EXTRAIT CHOISI:
+ + + +

Plan détaillé de l'Acropole, vers 1930, qui mentionne différentes cavités hypothétiques ou reconnues.

Traditionnellement, une distinction est établie entre la religion d'État pratiquée au sommet de l'Acropole et la pratique cultuelle des sanctuaires sur les pentes inférieures[1]. Récemment, cependant, l'intérêt s'est accru pour l'expérience religieuse individuelle ou la piété personnelle dans la société grecque dont ces lieux de culte peuvent être l'expression[2].

(Les différents sanctuaires rupestres sont décrits dans le sens des aiguilles d'une montre à partir de la source Clepsydre, située à la face nord-ouest de l'Acropole, via le péripatos qui contourne la base du bastion du temple d'Athéna Nikè.)

Terrasse de Zeus, Apollon et Pan[modifier | modifier le code]

Fortifications des pentes nord de l'Acropole.

Le versant nord-ouest du rocher de l'Acropole est dominé par trois ouvertures de grottes dédiées respectivement au culte de Pan, Zeus et Apollon. La grotte la plus à l'ouest de la terrasse n'est pas un sanctuaire, mais une cavité sculptée, appelée grotte A dans la littérature archéologique, dont la surface sculptée en forme de podium servait de zone d'observation pour la procession panathénaïque.

Grottes de Zeus et Apollon Ipakrion.

En se déplaçant vers l'est, la grotte suivante, la grotte B est celle de l'Apollon Hypoakraios / Hypo Makrois (Apollon sous les Hauts / Longs Rochers, également vénéré sous le nom de Pythios)[3]. Ici, selon la tradition, Apollon s'est uni à Créuse, fille d'Érechthée. De cette union est né le héros athénien Ion. Le sanctuaire a été identifié après la découverte à proximité de plaques de marbre qui montrent une couronne et une inscription indiquant qu'il s'agissait d'une dédicace à Apollon, dédiée par les neuf archontes[4].

La grotte du milieu, également appelée grotte C dans la littérature archéologique, est datée du Ve siècle et attribuée à Zeus Olympios ou Zeus Kéraunios[5], d'après les interprétations de Thucydide (2, 15) et de Strabon (9, 404).

Les fouilles de Panayiótis Kavvadías en 1896–1897 ont révélé un système de grottes jusque-là inconnu, identifié D-D1, et plus tard un autre, identifié D2. Cette grotte, la plus à l'est sur la terrasse, était dédiée au dieu Pan[6]. Selon la tradition, le dieu a contribué à la victoire des Grecs dans la bataille de Marathon en 490 avant notre ère, en semant la panique et la peur parmi les Perses. Les Athéniens lui rendirent grâce en établissant son culte dans la cité[7]. Le sanctuaire était de forme tripartite, avec des niches sculptées pour la réception des ex-voto.

Relief de Pan et les Nymphes. Musée de l'Agora (I 7154).

+ + + +

LISTE DES ENREGISTREMENTS:
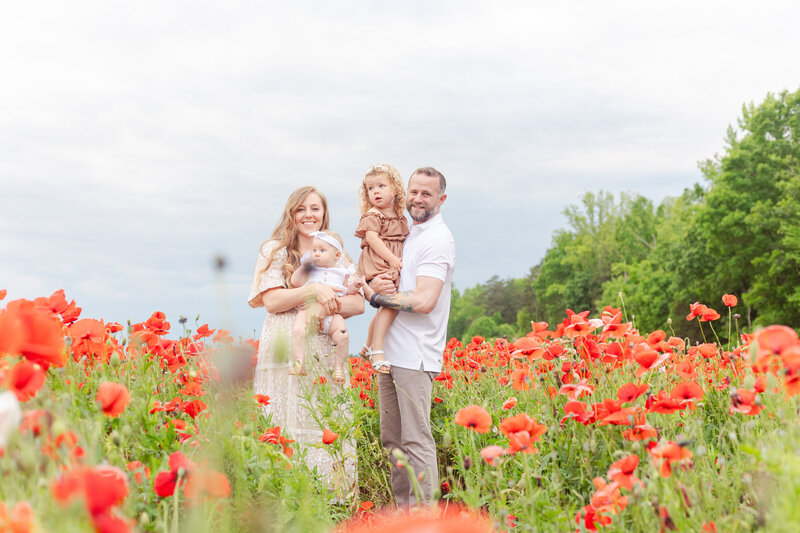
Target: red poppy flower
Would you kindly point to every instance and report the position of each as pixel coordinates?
(113, 398)
(474, 417)
(328, 436)
(33, 332)
(730, 300)
(665, 404)
(194, 408)
(622, 472)
(687, 391)
(204, 484)
(696, 309)
(775, 339)
(25, 379)
(630, 391)
(666, 454)
(520, 422)
(203, 332)
(647, 358)
(490, 453)
(165, 482)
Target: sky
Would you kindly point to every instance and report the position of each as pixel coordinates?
(140, 140)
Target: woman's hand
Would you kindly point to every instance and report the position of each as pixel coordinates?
(325, 297)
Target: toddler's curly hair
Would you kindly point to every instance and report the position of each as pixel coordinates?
(399, 203)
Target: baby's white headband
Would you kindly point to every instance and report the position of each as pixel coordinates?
(321, 235)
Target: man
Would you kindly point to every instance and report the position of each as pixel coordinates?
(415, 342)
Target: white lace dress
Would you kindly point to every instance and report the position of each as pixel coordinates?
(300, 404)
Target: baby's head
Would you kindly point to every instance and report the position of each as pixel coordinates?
(325, 249)
(384, 178)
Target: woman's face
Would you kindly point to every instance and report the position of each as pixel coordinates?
(308, 216)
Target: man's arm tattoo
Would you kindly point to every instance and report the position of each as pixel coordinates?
(399, 301)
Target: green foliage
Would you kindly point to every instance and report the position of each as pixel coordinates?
(739, 234)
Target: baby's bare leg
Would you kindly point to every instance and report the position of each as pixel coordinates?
(383, 319)
(341, 338)
(298, 344)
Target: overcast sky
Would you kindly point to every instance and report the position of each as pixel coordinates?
(140, 139)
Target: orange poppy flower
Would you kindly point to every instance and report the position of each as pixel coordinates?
(203, 332)
(630, 391)
(113, 398)
(668, 453)
(665, 404)
(490, 453)
(745, 402)
(730, 300)
(696, 309)
(647, 358)
(622, 472)
(328, 436)
(204, 484)
(510, 403)
(775, 339)
(521, 422)
(262, 399)
(21, 518)
(25, 379)
(687, 391)
(475, 418)
(165, 482)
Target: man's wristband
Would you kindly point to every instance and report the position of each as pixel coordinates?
(372, 301)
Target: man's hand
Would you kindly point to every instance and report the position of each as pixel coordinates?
(382, 284)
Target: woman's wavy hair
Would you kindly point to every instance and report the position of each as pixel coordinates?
(285, 233)
(399, 203)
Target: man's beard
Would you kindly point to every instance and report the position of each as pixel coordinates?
(424, 217)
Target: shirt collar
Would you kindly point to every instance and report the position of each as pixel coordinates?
(433, 221)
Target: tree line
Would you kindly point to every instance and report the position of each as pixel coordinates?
(738, 232)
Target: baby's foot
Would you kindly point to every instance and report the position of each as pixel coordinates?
(297, 369)
(379, 363)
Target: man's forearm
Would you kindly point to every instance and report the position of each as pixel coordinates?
(401, 301)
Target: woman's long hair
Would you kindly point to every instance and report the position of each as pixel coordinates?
(285, 233)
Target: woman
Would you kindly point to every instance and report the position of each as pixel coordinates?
(293, 399)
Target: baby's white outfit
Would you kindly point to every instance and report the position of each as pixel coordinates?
(332, 277)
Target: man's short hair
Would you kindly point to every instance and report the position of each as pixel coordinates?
(433, 173)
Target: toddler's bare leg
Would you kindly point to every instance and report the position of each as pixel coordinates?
(368, 346)
(383, 319)
(341, 338)
(298, 344)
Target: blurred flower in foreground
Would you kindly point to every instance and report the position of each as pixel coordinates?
(452, 519)
(10, 415)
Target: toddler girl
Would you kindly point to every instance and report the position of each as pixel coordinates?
(382, 229)
(321, 268)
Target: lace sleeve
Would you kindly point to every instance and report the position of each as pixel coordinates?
(267, 279)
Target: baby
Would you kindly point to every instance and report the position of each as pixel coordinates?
(321, 268)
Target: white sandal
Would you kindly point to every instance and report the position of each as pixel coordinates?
(381, 366)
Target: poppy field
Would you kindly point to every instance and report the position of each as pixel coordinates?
(583, 425)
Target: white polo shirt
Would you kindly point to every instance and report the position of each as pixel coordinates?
(417, 339)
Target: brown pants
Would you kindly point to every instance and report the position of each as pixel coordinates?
(405, 410)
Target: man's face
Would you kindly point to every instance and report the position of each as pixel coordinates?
(423, 198)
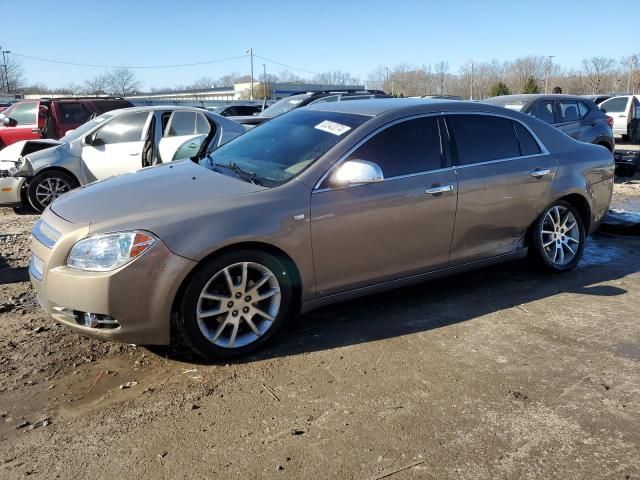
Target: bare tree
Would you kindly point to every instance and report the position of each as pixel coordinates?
(13, 77)
(595, 69)
(122, 81)
(97, 85)
(441, 69)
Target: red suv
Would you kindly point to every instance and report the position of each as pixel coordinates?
(52, 117)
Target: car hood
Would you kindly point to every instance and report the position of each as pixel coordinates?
(178, 188)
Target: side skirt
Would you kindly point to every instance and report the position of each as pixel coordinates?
(402, 282)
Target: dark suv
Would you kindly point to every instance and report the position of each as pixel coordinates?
(577, 116)
(303, 99)
(52, 117)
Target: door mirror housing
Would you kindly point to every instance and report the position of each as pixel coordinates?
(357, 172)
(8, 121)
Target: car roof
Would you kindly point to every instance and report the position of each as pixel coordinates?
(523, 97)
(377, 106)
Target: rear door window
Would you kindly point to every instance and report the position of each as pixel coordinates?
(542, 110)
(583, 109)
(528, 144)
(568, 111)
(412, 146)
(483, 138)
(127, 128)
(24, 113)
(614, 105)
(73, 112)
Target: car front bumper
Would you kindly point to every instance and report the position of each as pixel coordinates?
(131, 304)
(10, 191)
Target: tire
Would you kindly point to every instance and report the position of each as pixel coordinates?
(550, 250)
(45, 187)
(212, 308)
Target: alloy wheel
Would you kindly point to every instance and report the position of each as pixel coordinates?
(49, 189)
(238, 305)
(560, 235)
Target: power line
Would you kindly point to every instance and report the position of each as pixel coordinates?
(285, 65)
(179, 65)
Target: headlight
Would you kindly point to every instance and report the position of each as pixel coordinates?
(102, 253)
(23, 168)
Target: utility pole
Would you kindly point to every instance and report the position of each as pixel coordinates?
(6, 74)
(250, 52)
(632, 63)
(471, 81)
(387, 83)
(546, 78)
(264, 80)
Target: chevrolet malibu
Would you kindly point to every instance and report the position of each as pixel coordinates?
(325, 203)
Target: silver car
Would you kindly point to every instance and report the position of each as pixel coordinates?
(324, 203)
(116, 142)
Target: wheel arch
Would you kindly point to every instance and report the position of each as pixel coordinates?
(290, 265)
(56, 169)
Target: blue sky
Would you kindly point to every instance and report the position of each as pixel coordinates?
(328, 35)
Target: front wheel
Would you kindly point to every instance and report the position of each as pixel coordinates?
(45, 187)
(235, 303)
(558, 237)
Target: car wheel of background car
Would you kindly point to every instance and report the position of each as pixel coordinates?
(234, 304)
(45, 187)
(558, 237)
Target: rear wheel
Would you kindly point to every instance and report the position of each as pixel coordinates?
(558, 237)
(235, 304)
(45, 187)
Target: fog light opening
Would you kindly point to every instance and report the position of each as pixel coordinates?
(95, 320)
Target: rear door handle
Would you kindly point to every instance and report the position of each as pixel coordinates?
(439, 189)
(540, 172)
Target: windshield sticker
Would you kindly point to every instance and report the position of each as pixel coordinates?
(333, 127)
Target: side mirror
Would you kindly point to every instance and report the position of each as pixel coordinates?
(9, 122)
(357, 172)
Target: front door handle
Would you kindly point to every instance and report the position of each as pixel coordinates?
(540, 172)
(439, 189)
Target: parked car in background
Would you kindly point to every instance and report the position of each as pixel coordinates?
(115, 142)
(298, 100)
(625, 110)
(51, 117)
(389, 192)
(597, 98)
(578, 117)
(236, 110)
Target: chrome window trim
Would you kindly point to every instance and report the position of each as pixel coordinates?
(543, 149)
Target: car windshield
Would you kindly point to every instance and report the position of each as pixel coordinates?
(85, 128)
(276, 151)
(283, 106)
(516, 105)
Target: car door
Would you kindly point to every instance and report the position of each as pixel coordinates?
(617, 108)
(372, 233)
(116, 147)
(183, 125)
(569, 118)
(504, 182)
(25, 113)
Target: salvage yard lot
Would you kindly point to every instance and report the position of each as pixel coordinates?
(499, 373)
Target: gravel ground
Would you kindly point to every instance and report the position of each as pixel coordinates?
(498, 373)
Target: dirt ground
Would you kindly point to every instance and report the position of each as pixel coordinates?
(499, 373)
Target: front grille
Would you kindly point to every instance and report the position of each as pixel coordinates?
(45, 234)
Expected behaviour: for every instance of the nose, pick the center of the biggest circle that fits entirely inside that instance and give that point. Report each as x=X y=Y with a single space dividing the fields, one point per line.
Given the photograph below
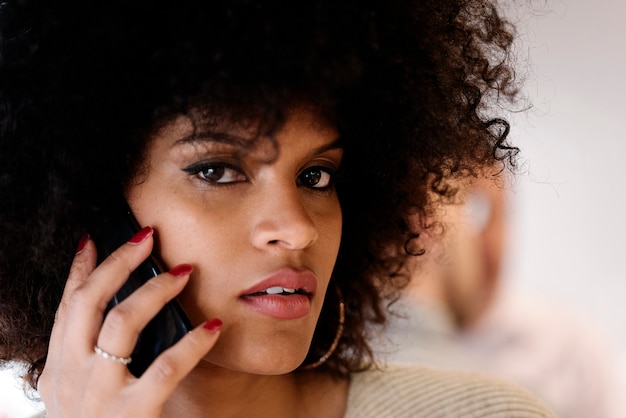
x=281 y=220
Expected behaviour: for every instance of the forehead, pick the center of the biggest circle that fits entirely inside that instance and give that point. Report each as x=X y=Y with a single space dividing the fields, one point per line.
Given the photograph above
x=245 y=135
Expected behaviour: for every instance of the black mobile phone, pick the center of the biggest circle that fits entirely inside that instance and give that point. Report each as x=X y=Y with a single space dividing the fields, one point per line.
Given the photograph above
x=171 y=323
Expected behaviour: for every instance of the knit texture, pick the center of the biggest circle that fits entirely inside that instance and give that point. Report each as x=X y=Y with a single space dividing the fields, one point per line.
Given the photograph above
x=418 y=392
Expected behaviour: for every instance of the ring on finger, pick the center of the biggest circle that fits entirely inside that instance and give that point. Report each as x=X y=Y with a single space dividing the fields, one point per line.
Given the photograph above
x=109 y=356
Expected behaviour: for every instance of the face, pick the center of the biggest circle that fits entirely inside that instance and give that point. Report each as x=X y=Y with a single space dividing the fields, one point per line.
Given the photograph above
x=261 y=226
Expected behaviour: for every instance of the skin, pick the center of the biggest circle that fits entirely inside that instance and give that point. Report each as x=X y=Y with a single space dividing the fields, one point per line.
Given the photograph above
x=235 y=215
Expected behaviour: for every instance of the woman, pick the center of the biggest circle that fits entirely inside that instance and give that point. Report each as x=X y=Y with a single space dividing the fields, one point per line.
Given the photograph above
x=274 y=151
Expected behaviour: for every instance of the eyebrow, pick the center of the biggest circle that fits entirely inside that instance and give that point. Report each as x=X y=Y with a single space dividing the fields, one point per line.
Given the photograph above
x=211 y=136
x=235 y=140
x=335 y=144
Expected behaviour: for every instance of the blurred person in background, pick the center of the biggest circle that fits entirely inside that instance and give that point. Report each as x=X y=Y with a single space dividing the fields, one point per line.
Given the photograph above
x=460 y=313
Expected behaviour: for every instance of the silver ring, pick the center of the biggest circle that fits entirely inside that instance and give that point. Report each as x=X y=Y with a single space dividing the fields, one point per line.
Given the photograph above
x=109 y=356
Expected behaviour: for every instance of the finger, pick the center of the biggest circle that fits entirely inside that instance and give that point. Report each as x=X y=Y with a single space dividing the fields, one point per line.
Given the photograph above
x=109 y=276
x=171 y=367
x=88 y=294
x=83 y=264
x=125 y=321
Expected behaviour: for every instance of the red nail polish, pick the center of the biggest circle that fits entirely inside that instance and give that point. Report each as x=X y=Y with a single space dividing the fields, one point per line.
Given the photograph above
x=82 y=243
x=141 y=236
x=181 y=270
x=212 y=325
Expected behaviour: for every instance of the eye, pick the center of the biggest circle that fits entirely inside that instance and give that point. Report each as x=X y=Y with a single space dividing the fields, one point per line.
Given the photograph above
x=316 y=178
x=219 y=173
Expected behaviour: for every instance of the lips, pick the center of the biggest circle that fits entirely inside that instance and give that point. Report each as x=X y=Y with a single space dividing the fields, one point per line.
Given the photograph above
x=286 y=294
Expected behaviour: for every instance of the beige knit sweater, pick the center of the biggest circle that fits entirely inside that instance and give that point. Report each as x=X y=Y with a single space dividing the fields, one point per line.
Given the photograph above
x=418 y=392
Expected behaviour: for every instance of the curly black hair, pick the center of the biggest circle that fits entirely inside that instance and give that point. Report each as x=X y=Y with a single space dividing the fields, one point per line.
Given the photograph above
x=410 y=85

+ + + +

CONSIGNE: Indiquez, d'après le texte sur les sanctuaires rupestres de l'Acropole, à quel dieu était dédiée la grotte la plus à l'est de la terrasse.

RÉPONSE ATTENDUE: Elle était dédiée au dieu Pan.